What to do> Nothing but the lines from the one with "Each instance receives one keypoint. Mark the baseboard" through the end of the records below should be written out, and each must match word for word.

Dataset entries
▬▬▬

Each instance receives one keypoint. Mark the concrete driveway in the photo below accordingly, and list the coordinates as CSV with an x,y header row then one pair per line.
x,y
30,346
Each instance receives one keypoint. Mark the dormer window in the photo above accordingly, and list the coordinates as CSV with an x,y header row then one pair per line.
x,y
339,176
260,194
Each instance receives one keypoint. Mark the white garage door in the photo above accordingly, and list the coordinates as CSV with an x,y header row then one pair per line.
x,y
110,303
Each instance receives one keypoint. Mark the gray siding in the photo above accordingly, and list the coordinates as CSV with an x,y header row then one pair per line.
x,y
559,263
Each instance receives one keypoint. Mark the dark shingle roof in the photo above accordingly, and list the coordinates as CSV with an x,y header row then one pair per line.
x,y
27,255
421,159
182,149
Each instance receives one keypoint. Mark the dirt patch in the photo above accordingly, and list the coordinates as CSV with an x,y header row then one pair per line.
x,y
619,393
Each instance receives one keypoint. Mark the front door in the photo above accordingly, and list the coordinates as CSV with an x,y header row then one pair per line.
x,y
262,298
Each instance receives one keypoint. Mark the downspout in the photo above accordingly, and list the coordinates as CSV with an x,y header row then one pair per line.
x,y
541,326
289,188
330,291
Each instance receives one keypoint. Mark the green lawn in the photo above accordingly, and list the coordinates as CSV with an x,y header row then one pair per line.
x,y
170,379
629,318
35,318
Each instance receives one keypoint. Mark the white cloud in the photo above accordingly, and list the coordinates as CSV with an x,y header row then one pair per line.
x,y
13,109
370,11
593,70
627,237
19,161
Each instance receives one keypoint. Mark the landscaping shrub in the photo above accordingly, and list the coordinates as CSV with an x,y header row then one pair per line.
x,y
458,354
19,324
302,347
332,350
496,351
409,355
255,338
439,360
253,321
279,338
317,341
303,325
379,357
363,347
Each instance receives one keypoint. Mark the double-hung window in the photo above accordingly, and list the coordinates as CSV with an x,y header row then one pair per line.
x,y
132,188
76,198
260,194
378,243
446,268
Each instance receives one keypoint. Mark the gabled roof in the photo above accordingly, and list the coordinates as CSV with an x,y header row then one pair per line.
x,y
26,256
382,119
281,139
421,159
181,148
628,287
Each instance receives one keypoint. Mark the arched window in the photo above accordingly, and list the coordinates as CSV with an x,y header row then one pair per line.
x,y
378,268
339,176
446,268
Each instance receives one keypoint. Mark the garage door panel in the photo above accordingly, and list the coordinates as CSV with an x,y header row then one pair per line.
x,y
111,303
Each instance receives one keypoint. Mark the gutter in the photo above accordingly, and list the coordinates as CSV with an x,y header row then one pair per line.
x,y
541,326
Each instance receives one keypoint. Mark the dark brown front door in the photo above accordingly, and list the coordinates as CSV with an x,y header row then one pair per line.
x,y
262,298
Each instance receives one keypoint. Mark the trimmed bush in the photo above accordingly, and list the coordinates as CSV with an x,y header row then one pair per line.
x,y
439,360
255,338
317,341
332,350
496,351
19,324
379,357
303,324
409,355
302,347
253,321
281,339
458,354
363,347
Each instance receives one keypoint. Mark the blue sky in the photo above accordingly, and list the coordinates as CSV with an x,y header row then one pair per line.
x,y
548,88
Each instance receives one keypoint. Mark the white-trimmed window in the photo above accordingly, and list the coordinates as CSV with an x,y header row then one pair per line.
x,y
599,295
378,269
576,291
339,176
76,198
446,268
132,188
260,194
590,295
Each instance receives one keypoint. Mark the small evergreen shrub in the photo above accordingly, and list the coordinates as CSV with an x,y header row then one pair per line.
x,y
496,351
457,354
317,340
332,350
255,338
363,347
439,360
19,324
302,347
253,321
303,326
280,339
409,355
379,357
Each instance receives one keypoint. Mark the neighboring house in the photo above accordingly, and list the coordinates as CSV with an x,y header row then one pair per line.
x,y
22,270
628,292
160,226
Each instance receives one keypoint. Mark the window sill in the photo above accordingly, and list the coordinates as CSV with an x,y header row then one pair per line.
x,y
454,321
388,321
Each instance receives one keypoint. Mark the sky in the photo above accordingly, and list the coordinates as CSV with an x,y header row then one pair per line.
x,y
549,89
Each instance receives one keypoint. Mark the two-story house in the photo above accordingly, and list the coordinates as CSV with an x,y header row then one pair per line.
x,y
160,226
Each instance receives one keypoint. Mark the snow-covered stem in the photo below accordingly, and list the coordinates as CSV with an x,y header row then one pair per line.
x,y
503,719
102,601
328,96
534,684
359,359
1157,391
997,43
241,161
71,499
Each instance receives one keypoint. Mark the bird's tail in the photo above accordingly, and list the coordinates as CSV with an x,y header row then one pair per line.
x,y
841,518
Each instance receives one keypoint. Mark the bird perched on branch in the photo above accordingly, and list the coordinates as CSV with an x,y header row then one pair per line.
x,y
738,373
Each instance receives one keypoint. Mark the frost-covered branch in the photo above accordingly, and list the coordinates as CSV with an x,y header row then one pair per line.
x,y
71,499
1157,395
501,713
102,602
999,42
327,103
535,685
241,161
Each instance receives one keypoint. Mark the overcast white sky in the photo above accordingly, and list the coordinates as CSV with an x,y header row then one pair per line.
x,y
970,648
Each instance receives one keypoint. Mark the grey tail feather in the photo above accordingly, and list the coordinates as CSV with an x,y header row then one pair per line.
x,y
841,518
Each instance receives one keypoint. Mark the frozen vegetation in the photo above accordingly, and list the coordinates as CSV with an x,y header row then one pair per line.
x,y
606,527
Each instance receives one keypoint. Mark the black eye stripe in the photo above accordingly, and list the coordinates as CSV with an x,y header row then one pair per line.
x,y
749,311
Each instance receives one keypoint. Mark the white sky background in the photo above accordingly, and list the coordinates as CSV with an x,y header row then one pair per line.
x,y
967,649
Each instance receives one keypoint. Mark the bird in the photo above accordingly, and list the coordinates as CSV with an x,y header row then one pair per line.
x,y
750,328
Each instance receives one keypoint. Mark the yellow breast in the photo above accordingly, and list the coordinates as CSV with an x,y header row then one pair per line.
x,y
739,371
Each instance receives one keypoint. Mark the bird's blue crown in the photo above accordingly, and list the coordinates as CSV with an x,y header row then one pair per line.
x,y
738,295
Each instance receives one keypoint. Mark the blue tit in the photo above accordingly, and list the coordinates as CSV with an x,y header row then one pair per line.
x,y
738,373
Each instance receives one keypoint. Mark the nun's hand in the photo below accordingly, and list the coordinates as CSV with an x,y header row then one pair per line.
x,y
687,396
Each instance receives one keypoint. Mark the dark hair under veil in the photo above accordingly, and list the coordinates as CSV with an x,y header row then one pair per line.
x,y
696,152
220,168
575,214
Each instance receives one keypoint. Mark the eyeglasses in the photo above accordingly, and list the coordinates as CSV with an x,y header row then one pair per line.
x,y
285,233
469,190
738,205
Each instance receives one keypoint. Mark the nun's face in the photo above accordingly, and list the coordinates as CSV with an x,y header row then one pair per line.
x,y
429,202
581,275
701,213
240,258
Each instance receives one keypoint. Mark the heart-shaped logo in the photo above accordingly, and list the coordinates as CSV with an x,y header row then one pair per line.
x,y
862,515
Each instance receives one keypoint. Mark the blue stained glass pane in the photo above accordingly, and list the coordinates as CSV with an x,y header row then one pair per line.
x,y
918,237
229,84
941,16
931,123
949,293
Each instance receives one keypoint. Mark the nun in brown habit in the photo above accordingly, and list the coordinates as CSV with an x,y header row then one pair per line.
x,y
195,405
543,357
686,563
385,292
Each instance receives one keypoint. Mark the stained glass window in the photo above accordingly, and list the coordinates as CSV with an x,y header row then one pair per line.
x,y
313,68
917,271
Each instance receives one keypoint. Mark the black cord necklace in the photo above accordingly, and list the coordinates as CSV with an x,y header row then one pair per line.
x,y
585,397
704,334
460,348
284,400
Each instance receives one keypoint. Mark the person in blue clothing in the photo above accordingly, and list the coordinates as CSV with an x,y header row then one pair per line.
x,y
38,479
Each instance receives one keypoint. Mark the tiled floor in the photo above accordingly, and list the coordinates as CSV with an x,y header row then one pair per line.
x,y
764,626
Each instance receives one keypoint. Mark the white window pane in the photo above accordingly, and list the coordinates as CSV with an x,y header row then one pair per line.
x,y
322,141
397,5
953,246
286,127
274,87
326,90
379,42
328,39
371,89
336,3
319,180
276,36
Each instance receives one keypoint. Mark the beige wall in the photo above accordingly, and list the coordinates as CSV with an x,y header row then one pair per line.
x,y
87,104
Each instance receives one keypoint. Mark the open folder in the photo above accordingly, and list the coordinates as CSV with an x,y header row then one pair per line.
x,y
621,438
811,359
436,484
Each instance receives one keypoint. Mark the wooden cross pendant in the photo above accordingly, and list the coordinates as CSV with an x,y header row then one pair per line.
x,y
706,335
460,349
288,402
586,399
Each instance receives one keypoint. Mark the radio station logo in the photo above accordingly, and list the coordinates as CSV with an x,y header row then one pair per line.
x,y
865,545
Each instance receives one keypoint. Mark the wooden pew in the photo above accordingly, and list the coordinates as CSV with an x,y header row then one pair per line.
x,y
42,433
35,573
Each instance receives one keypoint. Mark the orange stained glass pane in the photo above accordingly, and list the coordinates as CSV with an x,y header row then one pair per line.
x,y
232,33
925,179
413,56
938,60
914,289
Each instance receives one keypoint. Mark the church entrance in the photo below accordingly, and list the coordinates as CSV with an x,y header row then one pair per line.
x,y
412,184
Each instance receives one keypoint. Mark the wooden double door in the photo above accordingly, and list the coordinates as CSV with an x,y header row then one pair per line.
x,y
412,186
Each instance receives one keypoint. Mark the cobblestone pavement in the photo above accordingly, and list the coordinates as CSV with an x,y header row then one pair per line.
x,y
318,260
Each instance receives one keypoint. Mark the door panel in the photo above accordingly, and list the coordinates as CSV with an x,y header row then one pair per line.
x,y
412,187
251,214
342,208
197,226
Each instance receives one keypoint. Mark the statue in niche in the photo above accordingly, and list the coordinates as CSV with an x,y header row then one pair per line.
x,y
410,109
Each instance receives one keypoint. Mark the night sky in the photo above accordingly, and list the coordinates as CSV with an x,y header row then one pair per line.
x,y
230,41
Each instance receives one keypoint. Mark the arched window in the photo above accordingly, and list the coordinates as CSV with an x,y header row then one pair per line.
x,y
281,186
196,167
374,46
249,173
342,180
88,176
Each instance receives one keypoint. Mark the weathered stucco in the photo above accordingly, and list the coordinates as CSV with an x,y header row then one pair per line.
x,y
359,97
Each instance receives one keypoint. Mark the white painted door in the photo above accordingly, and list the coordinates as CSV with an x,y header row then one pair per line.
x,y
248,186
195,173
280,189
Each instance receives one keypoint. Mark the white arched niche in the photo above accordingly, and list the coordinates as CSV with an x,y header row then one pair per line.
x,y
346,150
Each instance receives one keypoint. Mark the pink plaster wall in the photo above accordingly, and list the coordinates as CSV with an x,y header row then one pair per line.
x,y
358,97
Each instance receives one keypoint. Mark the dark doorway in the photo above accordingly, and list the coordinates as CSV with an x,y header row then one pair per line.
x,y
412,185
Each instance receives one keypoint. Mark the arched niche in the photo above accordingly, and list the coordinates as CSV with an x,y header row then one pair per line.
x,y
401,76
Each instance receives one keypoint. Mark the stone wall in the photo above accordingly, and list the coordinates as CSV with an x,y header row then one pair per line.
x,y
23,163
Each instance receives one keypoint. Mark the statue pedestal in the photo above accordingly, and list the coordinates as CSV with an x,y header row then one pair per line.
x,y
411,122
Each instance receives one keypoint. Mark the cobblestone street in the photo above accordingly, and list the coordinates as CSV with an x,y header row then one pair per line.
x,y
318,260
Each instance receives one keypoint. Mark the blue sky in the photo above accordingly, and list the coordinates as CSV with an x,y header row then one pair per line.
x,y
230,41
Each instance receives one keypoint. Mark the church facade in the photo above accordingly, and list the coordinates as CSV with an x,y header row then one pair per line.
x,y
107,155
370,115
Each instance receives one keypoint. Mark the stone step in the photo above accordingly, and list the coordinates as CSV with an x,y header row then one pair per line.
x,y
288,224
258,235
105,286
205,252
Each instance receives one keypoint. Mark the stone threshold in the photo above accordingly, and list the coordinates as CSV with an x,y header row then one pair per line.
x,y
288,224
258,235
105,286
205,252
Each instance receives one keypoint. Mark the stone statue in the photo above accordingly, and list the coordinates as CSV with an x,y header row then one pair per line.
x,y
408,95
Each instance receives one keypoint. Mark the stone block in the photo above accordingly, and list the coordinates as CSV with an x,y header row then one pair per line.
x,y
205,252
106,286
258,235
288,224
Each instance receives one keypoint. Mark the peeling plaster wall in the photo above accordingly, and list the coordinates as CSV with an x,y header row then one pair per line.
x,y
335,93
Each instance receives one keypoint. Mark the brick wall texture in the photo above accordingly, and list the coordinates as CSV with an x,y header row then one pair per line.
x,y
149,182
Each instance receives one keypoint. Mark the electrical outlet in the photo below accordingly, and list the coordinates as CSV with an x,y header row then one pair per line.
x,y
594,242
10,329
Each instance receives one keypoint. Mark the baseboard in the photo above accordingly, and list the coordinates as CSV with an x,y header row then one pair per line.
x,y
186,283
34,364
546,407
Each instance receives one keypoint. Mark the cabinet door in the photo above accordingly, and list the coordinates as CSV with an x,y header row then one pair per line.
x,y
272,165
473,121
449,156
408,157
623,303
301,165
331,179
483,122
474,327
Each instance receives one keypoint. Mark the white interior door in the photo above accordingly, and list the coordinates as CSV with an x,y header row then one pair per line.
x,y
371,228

▬▬▬

Exercise response>
Each instance receives one keypoint. Mark the baseboard in the photo above accordingly, and list the coordinates as CSV with an x,y header row then one pair per line.
x,y
186,283
34,364
546,407
Each instance receives one keypoint. Mark the cabinet door in the photo above accordingly, and list the coordinates as CSV with an x,y header row then one pair per line.
x,y
272,165
473,121
449,156
408,157
623,303
301,165
331,179
483,122
474,327
Each instance receives one keypoint. Mark the white interior door in the photo above accordingly, and list the coordinates as CSV with an x,y header row then one pair per line.
x,y
371,228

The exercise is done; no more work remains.